The Nationals also have questions about Greg Hunt’s Department of the Environment retaining responsibility for the Commonwealth Environmental Water Holder, which manages environmental water holdings in the Murray-Darling Basin.

Joyce, who has written to the prime minister about responsibilities, said ministers were in the “process of negotiating the role we do” including the tasks for assistant ministers.

He said the honouring of the Coalition agreement, reached before Turnbull was sworn in as prime minister, was “crucial for how the Coalition works”.

“A Coalition is a business arrangement between two different parties and within that certain requirements are there and we support the prime minister and we support legislation and with that comes other things and one of the issues there was that water returned to agriculture and I’m absolutely certain that that will happen,” he told the ABC’s Radio National on Monday.

Other Nationals are closely watching the outcome of the talks, with vague threats of crossing the floor on future government bills. The Australian newspaper quoted a Nationals MP as saying that a successful resolution would allow Turnbull to have a “non-eventful” run to the election due in 2016.

Turnbull faced an early embarrassment on 15 September, his first day as prime minister, when three Nationals senators crossed the floor to support a symbolic Greens motion advocating changes to competition laws. Two others abstained from the vote.

Labor and the Liberals did not support the motion, which was about the introduction of a so-called “effects test” backed by small business but opposed by big business. The issue had previously divided Tony Abbott’s cabinet, which deferred consideration of the issue shortly before the spill.

#####

TO-DO LIST »
a. Answer these questions from the passage on the Nationals and the Coalition agreement.
(i) Which department retains responsibility for the Commonwealth Environmental Water Holder?
(ii) On what date was Turnbull's first day as prime minister?
(iii) How many Nationals senators abstained from the vote on the Greens motion?
b. For each statement, decide whether the passage on the Nationals and the Coalition agreement supports it, and quote the words that settle it.
(i) Joyce made his remarks on the ABC's Radio National on Monday.
(ii) Labor supported the Greens motion on competition laws.
(iii) The "effects test" was backed by big business.
c. Extend the passage on the Nationals and the Coalition agreement, starting after its final sentence.
The listing is unrelated to the text and is not used here.

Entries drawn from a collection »
#####

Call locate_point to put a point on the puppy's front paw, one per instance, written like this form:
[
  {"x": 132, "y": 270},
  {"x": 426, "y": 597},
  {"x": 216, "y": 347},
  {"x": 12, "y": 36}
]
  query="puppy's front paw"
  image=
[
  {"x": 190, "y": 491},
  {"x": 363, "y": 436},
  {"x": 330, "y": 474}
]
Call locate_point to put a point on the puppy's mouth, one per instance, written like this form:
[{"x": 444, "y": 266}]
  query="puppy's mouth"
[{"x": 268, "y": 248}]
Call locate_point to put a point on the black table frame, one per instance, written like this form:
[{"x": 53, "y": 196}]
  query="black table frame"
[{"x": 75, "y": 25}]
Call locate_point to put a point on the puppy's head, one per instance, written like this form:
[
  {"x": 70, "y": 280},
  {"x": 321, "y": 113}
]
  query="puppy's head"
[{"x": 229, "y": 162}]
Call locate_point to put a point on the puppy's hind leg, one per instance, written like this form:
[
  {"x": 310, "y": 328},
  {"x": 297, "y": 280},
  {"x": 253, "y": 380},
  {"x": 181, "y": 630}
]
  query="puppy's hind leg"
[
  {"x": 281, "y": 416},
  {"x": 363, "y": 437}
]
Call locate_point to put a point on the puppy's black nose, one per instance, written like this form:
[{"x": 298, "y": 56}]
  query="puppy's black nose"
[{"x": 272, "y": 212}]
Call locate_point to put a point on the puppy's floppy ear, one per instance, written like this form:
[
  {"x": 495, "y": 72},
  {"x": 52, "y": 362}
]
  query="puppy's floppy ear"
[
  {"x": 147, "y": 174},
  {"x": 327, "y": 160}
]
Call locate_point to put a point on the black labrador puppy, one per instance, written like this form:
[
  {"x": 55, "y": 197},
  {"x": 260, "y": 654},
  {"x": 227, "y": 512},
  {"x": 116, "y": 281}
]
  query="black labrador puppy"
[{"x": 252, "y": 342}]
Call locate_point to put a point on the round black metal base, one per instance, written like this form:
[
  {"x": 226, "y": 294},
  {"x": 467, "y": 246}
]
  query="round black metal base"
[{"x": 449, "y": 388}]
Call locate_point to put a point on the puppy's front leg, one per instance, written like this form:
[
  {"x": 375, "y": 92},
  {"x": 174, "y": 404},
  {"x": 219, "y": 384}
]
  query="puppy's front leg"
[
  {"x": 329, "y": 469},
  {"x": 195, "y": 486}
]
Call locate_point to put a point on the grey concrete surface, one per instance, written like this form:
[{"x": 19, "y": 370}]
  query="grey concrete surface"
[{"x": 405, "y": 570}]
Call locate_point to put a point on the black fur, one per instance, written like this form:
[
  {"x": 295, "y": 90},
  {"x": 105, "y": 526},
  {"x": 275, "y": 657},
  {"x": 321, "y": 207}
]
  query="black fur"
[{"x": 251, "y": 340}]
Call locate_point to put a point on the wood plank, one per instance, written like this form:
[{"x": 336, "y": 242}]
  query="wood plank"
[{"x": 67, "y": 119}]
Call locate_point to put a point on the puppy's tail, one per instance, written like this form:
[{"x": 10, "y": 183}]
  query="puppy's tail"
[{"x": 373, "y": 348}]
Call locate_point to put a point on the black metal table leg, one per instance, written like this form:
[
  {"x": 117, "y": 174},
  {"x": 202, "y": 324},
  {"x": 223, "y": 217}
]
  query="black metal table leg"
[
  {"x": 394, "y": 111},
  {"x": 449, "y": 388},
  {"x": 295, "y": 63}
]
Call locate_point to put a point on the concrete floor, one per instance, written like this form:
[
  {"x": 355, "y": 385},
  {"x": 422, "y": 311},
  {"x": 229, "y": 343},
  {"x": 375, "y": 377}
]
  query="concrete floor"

#####

RESPONSES FOR EACH TASK »
a.
(i) Greg Hunt's Department of the Environment
(ii) 15 September
(iii) Two

b.
(i) Yes: "he told the ABC’s Radio National on Monday"
(ii) No: "Labor and the Liberals did not support the motion"
(iii) No: "backed by small business but opposed by big business"

c.
The composition of the Senate means that the government needs support from at least six of the eight crossbench senators to pass any legislation opposed by Labor and the Greens. But those numbers assume that no Nationals senators cross the floor to vote with the opposition.

In Senate question time on Monday, Labor’s upper house leader, Penny Wong, asked for clarity about water responsibilities.

Tasmanian Liberal frontbencher Richard Colbeck, who represents Joyce in the upper house, said there were “still negotiations being conducted between minister Joyce and his assistant minister in relation to the overall specifics”.

Colbeck played down the tensions, saying Nationals and Liberals were concerned about proper water allocation and the health of the Murray-Darling Basin.

“In my view there is no differential between the National party and the Liberal party in this space. We are a very, very contented Coalition. We are working very closely together,” he said.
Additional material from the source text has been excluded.